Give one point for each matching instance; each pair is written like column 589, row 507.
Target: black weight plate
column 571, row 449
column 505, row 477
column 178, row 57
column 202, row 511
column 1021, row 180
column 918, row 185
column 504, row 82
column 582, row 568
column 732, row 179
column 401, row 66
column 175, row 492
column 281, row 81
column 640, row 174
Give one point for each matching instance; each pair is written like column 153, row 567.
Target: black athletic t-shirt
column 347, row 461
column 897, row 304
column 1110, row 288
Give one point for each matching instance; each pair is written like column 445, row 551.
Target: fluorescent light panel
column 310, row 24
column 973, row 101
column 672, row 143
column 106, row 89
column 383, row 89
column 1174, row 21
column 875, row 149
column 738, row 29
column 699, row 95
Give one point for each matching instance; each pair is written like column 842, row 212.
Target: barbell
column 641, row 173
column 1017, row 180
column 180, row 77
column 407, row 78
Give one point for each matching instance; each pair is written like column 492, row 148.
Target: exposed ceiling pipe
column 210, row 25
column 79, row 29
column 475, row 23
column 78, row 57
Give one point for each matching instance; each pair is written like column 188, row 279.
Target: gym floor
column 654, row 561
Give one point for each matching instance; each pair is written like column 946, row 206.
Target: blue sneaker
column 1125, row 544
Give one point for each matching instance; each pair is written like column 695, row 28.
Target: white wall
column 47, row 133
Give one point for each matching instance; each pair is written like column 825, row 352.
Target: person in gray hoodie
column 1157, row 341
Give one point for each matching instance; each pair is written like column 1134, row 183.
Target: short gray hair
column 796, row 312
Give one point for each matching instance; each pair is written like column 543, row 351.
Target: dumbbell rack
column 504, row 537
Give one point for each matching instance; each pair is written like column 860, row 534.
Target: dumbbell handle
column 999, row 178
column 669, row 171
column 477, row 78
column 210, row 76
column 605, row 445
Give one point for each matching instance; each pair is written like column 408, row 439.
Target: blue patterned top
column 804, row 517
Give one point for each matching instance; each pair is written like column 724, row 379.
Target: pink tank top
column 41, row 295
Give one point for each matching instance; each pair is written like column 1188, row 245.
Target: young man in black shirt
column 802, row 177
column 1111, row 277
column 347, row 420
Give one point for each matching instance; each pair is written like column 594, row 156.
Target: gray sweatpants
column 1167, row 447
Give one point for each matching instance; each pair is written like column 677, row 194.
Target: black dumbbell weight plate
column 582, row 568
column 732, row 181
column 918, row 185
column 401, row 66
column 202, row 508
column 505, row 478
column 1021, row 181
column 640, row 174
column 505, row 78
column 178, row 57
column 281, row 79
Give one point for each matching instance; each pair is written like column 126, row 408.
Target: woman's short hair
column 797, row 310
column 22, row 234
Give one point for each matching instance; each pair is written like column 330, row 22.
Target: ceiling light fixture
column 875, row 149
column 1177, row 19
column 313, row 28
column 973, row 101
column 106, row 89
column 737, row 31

### What to produce:
Recast the lines above as a Markdown table with the columns "Row" and "Line". Number each row and leave out any blank lines.

### Task result:
| Row | Line |
|---|---|
| 1 | Give one point for each matching instance; each pair is written like column 589, row 507. |
| 2 | Target: black weight plate |
| 3 | column 571, row 449 |
| 4 | column 505, row 477 |
| 5 | column 178, row 57 |
| 6 | column 202, row 511 |
| 7 | column 1021, row 180 |
| 8 | column 918, row 185 |
| 9 | column 504, row 82 |
| 10 | column 582, row 568 |
| 11 | column 732, row 179 |
| 12 | column 401, row 66 |
| 13 | column 175, row 492 |
| 14 | column 281, row 81 |
| 15 | column 640, row 174 |
| 16 | Give one point for each matching instance; each pair is written like column 153, row 567. |
| 17 | Target: black athletic t-shirt |
| 18 | column 347, row 461 |
| 19 | column 897, row 304 |
| 20 | column 1110, row 288 |
| 21 | Give one point for each matching instance; each pair is written like column 445, row 551. |
| 22 | Target: fluorescent light panel |
| 23 | column 310, row 24 |
| 24 | column 973, row 101 |
| 25 | column 672, row 143 |
| 26 | column 106, row 89 |
| 27 | column 383, row 89 |
| 28 | column 1174, row 21 |
| 29 | column 875, row 149 |
| 30 | column 738, row 29 |
| 31 | column 699, row 95 |
| 32 | Give one point for each matching instance; each pair is written like column 842, row 212. |
| 33 | Target: barbell |
| 34 | column 641, row 173 |
| 35 | column 1017, row 180 |
| 36 | column 180, row 77 |
| 37 | column 407, row 78 |
| 38 | Give one point for each matching instance; each pair is written like column 492, row 148. |
| 39 | Target: exposed ceiling pipe |
| 40 | column 210, row 25 |
| 41 | column 79, row 29 |
| 42 | column 475, row 23 |
| 43 | column 78, row 57 |
| 44 | Give one point for each matching instance; each pair is written like column 188, row 279. |
| 45 | Target: gym floor |
| 46 | column 654, row 561 |
| 47 | Give one point for each matching instance; each pair is written like column 946, row 206. |
| 48 | Target: blue sneaker |
| 49 | column 1125, row 544 |
| 50 | Give one point for each matching instance; each pair is written like column 695, row 28. |
| 51 | Target: white wall |
| 52 | column 47, row 133 |
| 53 | Give one point for each matching instance; each pair is written like column 825, row 352. |
| 54 | Target: person in gray hoodie |
| 55 | column 1157, row 341 |
| 56 | Give one point for each matching instance; each pair is written like column 1134, row 183. |
| 57 | Target: short gray hair |
| 58 | column 796, row 312 |
| 59 | Give one point for each matching instance; each pair is written like column 543, row 351. |
| 60 | Target: dumbbell rack |
| 61 | column 504, row 537 |
| 62 | Give one point for each matching instance; each pair is written like column 860, row 534. |
| 63 | Target: dumbbell handle |
| 64 | column 999, row 178 |
| 65 | column 669, row 171 |
| 66 | column 477, row 78 |
| 67 | column 210, row 76 |
| 68 | column 605, row 445 |
| 69 | Give one point for each matching instance; each pair is written like column 408, row 439. |
| 70 | Target: blue patterned top |
| 71 | column 804, row 517 |
| 72 | Give one point for each matching instance; each pair is written like column 724, row 379. |
| 73 | Target: pink tank top |
| 74 | column 41, row 295 |
| 75 | Give one point for each matching instance; each pair is written like column 1188, row 245. |
| 76 | Target: young man in black shirt |
| 77 | column 802, row 177 |
| 78 | column 1111, row 277 |
| 79 | column 347, row 420 |
| 80 | Give one point for each matching instance; each pair is written like column 594, row 156. |
| 81 | Target: gray sweatpants |
| 82 | column 1167, row 447 |
| 83 | Give one point for each matching instance; each pair is written like column 677, row 194. |
| 84 | Target: black dumbbell weight plate |
| 85 | column 582, row 568 |
| 86 | column 732, row 181 |
| 87 | column 918, row 185 |
| 88 | column 401, row 66 |
| 89 | column 202, row 508 |
| 90 | column 505, row 478 |
| 91 | column 1021, row 181 |
| 92 | column 640, row 174 |
| 93 | column 505, row 78 |
| 94 | column 178, row 57 |
| 95 | column 281, row 79 |
| 96 | Give one point for each matching instance; each pair is written like column 126, row 408. |
| 97 | Target: woman's short hair |
| 98 | column 797, row 310 |
| 99 | column 22, row 234 |
| 100 | Give one point for each matching instance; each pair is written like column 330, row 22. |
| 101 | Target: ceiling light fixture |
| 102 | column 875, row 149 |
| 103 | column 1177, row 19 |
| 104 | column 313, row 28 |
| 105 | column 973, row 101 |
| 106 | column 106, row 89 |
| 107 | column 737, row 31 |